Object pointing dataset rows

>>>

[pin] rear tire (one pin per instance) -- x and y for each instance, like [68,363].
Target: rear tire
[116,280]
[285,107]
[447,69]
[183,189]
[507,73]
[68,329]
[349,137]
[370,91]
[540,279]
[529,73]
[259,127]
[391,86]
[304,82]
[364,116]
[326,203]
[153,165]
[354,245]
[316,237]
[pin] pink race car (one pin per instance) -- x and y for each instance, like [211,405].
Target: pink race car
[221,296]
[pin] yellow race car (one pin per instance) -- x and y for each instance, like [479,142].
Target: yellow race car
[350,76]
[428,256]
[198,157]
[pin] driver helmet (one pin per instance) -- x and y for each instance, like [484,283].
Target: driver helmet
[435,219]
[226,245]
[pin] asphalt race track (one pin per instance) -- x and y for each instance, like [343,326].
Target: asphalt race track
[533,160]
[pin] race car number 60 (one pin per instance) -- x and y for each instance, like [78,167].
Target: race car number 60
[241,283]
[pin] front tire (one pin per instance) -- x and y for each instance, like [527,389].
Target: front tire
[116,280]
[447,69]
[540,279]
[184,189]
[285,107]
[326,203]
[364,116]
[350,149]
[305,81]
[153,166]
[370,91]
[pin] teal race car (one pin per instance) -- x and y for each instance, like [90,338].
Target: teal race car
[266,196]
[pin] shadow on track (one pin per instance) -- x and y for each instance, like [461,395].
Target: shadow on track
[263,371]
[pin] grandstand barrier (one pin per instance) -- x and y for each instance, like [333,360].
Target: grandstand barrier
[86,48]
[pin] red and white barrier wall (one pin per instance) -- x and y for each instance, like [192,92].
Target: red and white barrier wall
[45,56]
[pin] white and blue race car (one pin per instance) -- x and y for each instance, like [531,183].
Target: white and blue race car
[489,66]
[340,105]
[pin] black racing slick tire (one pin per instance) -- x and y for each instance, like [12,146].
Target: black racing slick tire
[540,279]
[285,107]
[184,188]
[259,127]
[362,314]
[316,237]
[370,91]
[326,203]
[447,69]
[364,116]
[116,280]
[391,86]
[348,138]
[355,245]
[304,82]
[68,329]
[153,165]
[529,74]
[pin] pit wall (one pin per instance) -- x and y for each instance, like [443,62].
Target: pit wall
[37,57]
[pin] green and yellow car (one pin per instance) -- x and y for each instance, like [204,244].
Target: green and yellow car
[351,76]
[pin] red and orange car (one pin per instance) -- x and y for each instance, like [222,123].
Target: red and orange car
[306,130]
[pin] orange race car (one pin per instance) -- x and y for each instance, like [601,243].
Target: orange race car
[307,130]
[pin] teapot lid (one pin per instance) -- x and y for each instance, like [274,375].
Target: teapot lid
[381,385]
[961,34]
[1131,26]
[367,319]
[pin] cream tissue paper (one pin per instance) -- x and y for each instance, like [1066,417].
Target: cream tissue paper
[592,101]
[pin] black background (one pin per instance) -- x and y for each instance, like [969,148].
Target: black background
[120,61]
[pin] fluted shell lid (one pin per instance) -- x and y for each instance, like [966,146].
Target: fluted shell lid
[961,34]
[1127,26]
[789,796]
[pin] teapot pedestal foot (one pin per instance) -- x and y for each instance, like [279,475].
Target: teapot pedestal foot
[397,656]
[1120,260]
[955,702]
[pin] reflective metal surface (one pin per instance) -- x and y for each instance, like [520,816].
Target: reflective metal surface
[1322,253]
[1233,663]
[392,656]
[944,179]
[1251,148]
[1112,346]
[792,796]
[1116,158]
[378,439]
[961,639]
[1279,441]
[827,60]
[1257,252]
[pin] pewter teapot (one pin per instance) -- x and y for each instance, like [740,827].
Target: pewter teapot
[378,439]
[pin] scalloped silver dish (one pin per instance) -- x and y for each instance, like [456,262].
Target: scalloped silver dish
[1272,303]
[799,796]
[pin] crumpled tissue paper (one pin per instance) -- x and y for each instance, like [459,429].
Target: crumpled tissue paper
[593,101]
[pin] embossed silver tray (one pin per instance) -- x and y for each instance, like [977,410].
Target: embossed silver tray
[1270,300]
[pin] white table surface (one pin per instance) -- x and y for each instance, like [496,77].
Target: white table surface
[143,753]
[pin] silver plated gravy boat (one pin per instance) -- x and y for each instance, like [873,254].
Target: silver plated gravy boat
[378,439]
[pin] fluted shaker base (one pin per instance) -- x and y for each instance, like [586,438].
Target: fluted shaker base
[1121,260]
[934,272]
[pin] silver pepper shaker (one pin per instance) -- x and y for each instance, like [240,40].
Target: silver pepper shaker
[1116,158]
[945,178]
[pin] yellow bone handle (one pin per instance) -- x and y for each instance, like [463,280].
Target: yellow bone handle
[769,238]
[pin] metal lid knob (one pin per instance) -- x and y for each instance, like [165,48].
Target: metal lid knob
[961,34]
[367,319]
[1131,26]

<<<

Written exercise >>
Reproduce each record exactly as it appears.

Output for this task >>
[pin] rear tire (one pin per instance) -- x and y for each instance, like [68,363].
Target: rear tire
[116,280]
[285,107]
[447,69]
[183,189]
[507,73]
[68,329]
[349,137]
[370,91]
[540,279]
[529,73]
[259,127]
[391,86]
[304,82]
[364,116]
[326,203]
[153,165]
[354,245]
[316,237]
[pin] pink race car (one pin per instance) -- x and y for each instance, like [211,405].
Target: pink race car
[221,296]
[pin] yellow race car (one pin per instance) -- x and y for each instance, like [479,142].
Target: yellow race car
[350,76]
[428,256]
[198,157]
[pin] driver helmet (one pin per instance) -- x and y for each instance, like [484,283].
Target: driver helmet
[435,219]
[226,245]
[pin] asphalt race track (one pin per instance) -- x and y for each instance, like [343,326].
Target: asphalt race track
[533,160]
[pin] race car number 60 (one pin per instance) -- x and y for each instance, like [78,167].
Target: race car number 60
[241,283]
[pin] front tire (one pin per instance) -- x and y for each instance, like [527,389].
Target: front tire
[116,280]
[447,69]
[540,279]
[184,189]
[285,107]
[326,203]
[364,116]
[350,149]
[305,81]
[153,166]
[370,91]
[pin] teal race car (one pin per instance) -- x and y for each instance, like [90,338].
Target: teal race car
[266,196]
[pin] shadow on track (one pin per instance) -- x and y for each instance, like [461,395].
Target: shadow on track
[263,371]
[pin] grandstand barrier (one pin per instance) -- x and y for each instance, like [333,360].
Target: grandstand barrier
[86,48]
[pin] red and white barrier wall (one pin per instance) -- x and y for each instance, like [192,92].
Target: red and white barrier wall
[45,56]
[pin] white and blue race car (one pin per instance) -- x and y for each instance, like [531,183].
Target: white and blue race car
[489,66]
[340,105]
[pin] black racing slick tire (one pin per instance) -- x and y for each instance, like [12,146].
Target: black racing slick tire
[540,279]
[285,107]
[184,188]
[259,127]
[362,314]
[316,237]
[370,91]
[326,203]
[447,69]
[364,116]
[116,280]
[391,86]
[348,138]
[355,245]
[304,82]
[68,329]
[153,165]
[529,74]
[pin] pit wall (one pin per instance) -- x and y for each instance, like [443,62].
Target: pit wall
[37,57]
[pin] green and yellow car (one pin per instance) -- x and y for each instance, like [204,244].
Target: green and yellow car
[351,76]
[pin] red and orange car (one pin per instance) -- x and y for each instance, like [222,123].
Target: red and orange car
[306,130]
[pin] orange race car (one pin per instance) -- x and y for each instance, like [601,243].
Target: orange race car
[307,130]
[pin] teapot lid (one pin per instance) -- x and y for each instance, like [274,375].
Target: teapot lid
[381,385]
[961,34]
[1131,26]
[367,319]
[pin] cream tissue paper (one pin per instance) -- x and y for each instance, like [1066,417].
Target: cream tissue paper
[592,101]
[pin] black background (one pin per instance) -- x and y for each instance, like [969,148].
Target: black background
[120,61]
[pin] fluted shell lid (one pin per instance) -- x and y for each instance, like [966,146].
Target: fluted shell lid
[961,34]
[1127,26]
[789,796]
[pin] teapot pedestal foot (one pin per instance) -- x and y for each instance, like [279,475].
Target: teapot pedestal foot
[397,656]
[1120,260]
[955,702]
[pin] reflective metal surface (one pin per instance) -- x and y for each instance, like [520,816].
Target: reflective metal surface
[1322,253]
[1233,663]
[392,656]
[944,179]
[1251,148]
[1112,346]
[792,796]
[1116,158]
[378,439]
[961,639]
[1279,441]
[827,60]
[1257,252]
[pin] pewter teapot (one pin per instance) -- x and y for each instance, like [740,827].
Target: pewter teapot
[378,439]
[pin] scalloped silver dish (one pin per instance) -- x and y for each instance, like [456,262].
Target: scalloped silver dish
[1272,303]
[799,796]
[pin] crumpled tissue paper (one pin per instance) -- x and y for each instance, like [459,429].
Target: crumpled tissue paper
[593,101]
[pin] embossed silver tray (one pin per instance) -- x and y for each instance, like [977,410].
Target: embossed silver tray
[1270,300]
[pin] white table surface (one pin per instance) -- x and y for each instance, like [496,77].
Target: white table surface
[143,753]
[pin] silver plated gravy boat (one pin per instance) -- x and y for each instance, like [873,254].
Target: silver plated gravy boat
[378,439]
[pin] fluted shaker base (one pin per instance) -- x and y for each instance, like [586,438].
Target: fluted shaker base
[1121,260]
[934,272]
[pin] silver pepper shaker (one pin per instance) -- x and y for each instance, like [240,40].
Target: silver pepper shaker
[1116,158]
[945,178]
[pin] yellow bone handle (one pin per instance) -- x and y for each instance, like [463,280].
Target: yellow bone handle
[769,238]
[pin] metal lid knob (one pin per instance) -- x and y for each instance, like [165,48].
Target: metal lid knob
[961,34]
[367,319]
[1131,26]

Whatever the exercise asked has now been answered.